### Textauszug
┄┄┄┄┄┄┄┄┄┄
Wollen wirklich eine halbe Million Russlanddeutsche nach Russland?

Der ehemalige SPD-Politiker Dmitri Rempel, heute Vorsitzender der Migranten- und Aussiedlerpartei Die Einheit, behauptete unlängst, dass 500 000 Russlanddeutsche Deutschland verlassen wollten. Damit stieß er in Russland auf große Resonanz, in Deutschland wird wieder ein böses Spiel des Kreml vermutet. Die MDZ hat einen Soziologen um eine Einschätzung der Zahl gebeten.

Seit Ende der 1990er Jahre lässt sich ein Trend zur Rückkehr von Spätaussiedlern nach Russland und Kasachstan beobachten. Russlanddeutsche kehren in den postsowjetischen Kulturraum zurück. Dies hat unterschiedliche Gründe, hat aber ganz wesentlich auch mit enttäuschten Erwartungen an den privilegierten Status gegenüber anderen Migranten zu tun: Viele Integrationsprobleme im Alltag sind vergleichbar wie etwa die Sprachprobleme sowie die lange fehlende Anerkennung ausländischer Bildungs- und Berufsabschlüsse. Nicht vergleichbar waren dagegen die Erwartungen, von Beginn an „als Deutsche unter Deutschen zu leben“, die von den landsmannschaftlichen Vereinigungen und zu Beginn auch von der Politik nach Kräften geschürt wurden.
┄┄┄┄┄┄┄┄┄┄
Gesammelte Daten
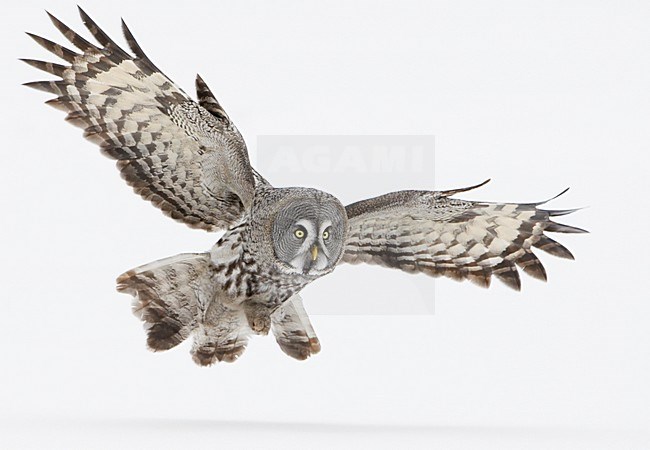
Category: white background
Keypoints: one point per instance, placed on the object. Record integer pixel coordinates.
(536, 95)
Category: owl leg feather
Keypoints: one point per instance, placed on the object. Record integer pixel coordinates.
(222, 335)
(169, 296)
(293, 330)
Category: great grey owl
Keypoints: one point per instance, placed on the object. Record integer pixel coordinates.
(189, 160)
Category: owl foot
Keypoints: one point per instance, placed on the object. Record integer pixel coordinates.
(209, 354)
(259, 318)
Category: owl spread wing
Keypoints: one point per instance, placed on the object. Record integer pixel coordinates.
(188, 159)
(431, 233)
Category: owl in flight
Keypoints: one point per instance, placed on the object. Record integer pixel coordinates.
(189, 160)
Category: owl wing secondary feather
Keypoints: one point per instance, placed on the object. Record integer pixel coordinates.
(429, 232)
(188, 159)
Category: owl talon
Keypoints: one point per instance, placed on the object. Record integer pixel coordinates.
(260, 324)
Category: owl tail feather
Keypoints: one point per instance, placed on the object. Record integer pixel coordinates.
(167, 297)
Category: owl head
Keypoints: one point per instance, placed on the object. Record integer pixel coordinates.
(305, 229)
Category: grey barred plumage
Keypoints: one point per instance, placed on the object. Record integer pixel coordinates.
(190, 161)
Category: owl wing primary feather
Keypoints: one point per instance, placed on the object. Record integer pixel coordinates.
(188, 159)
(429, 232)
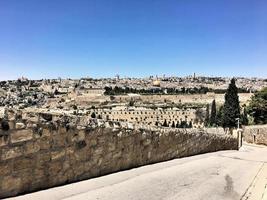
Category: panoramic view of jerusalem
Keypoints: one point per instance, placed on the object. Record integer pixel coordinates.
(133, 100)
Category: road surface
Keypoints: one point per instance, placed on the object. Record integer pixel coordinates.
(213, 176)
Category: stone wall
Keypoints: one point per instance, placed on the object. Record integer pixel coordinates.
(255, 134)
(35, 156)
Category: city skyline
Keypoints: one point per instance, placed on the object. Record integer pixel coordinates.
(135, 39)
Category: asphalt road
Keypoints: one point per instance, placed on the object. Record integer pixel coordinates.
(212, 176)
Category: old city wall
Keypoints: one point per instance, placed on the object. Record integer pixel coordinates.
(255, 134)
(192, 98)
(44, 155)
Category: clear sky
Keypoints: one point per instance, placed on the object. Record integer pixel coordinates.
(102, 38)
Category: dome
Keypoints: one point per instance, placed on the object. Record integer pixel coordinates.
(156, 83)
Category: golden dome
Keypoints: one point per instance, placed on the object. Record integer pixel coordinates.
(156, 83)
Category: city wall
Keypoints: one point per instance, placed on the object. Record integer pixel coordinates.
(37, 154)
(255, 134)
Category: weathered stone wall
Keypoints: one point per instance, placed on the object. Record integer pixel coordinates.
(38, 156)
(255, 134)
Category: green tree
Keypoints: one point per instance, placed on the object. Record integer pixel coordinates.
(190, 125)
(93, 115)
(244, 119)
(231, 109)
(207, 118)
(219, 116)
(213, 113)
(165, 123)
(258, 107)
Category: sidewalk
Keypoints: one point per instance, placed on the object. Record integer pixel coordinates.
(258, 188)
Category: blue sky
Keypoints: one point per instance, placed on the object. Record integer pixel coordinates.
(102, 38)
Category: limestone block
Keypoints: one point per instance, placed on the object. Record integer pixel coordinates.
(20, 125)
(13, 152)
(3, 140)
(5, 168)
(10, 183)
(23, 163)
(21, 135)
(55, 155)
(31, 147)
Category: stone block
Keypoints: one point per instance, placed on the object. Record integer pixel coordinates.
┄┄┄┄┄┄┄┄┄┄
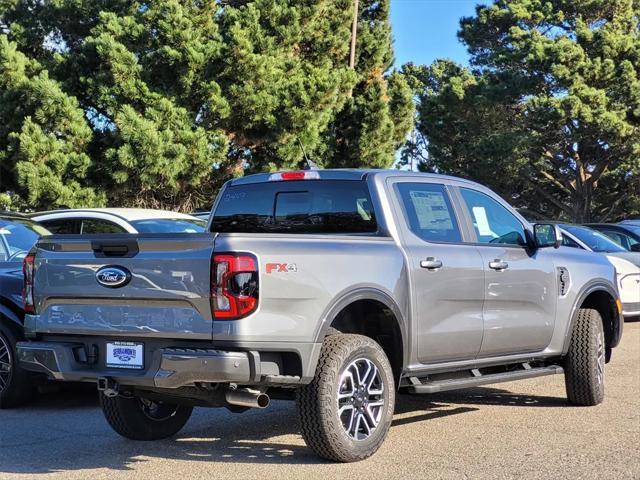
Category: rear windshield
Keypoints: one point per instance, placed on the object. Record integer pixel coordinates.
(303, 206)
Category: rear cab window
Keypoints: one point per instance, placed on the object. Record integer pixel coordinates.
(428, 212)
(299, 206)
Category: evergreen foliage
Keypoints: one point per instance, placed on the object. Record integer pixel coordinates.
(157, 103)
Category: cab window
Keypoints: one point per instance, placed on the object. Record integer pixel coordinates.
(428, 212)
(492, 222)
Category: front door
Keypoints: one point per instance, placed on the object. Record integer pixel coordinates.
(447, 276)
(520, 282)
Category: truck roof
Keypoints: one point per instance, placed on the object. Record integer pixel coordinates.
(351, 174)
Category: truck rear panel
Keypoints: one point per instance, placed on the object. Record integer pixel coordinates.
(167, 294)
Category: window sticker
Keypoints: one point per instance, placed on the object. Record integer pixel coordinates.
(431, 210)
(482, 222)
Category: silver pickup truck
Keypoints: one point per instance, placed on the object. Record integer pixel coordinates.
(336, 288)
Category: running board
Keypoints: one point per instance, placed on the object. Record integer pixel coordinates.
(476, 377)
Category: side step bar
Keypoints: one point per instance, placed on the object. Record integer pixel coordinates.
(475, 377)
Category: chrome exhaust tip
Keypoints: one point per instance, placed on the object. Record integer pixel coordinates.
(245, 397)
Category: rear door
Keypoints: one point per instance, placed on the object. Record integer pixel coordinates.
┄┄┄┄┄┄┄┄┄┄
### Zu erledigen
1. Gib aus dem Text über Russlanddeutsche alles von "Seit Ende der" bis hinunter zu "Kräften geschürt wurden." wortgetreu wieder.
2. Beantworte diese Fragen zum Text über Russlanddeutsche:
(a) Welcher Partei sitzt Dmitri Rempel heute vor?
(b) Seit wann kann man einen Trend zur Rückkehr von Spätaussiedlern beobachten?
(c) In welche Länder kehren die Spätaussiedler zurück?
3. Führe den Text über die Rückkehr von Russlanddeutschen nach Russland ab seinem letzten Satz weiter.

### Ergebnisse
1.
Seit Ende der 1990er Jahre lässt sich ein Trend zur Rückkehr von Spätaussiedlern nach Russland und Kasachstan beobachten. Russlanddeutsche kehren in den postsowjetischen Kulturraum zurück. Dies hat unterschiedliche Gründe, hat aber ganz wesentlich auch mit enttäuschten Erwartungen an den privilegierten Status gegenüber anderen Migranten zu tun: Viele Integrationsprobleme im Alltag sind vergleichbar wie etwa die Sprachprobleme sowie die lange fehlende Anerkennung ausländischer Bildungs- und Berufsabschlüsse. Nicht vergleichbar waren dagegen die Erwartungen, von Beginn an „als Deutsche unter Deutschen zu leben“, die von den landsmannschaftlichen Vereinigungen und zu Beginn auch von der Politik nach Kräften geschürt wurden.

2.
(a) Der Migranten- und Aussiedlerpartei Die Einheit.
(b) Seit Ende der 1990er Jahre.
(c) Nach Russland und Kasachstan.

3.
Die Integration von (Spät- ) Aussiedlern verläuft gegenüber anderen Migrantengruppen atypisch – von einer anfänglichen staatsbürgerlichen Vollintegration bei gleichzeitiger kultureller Inklusionsunterstellung als ehemals Deutsche in der Sowjetunion über die Ernüchterung des eigenen kulturellen Andersseins und teilweiser Exklusionserfahrungen („Russen“; „den Deutschen gleichgestellte Ausländer“) bis hin zur sozialen Isolation, die ihrerseits zu einer endgültigen Entscheidung zur Rückkehr führen kann. Der Wunsch von Russlanddeutschen zur Rückkehr – und diese meint Dmitri Rempel zu kennen – wurde als erstes in Berlin erhoben.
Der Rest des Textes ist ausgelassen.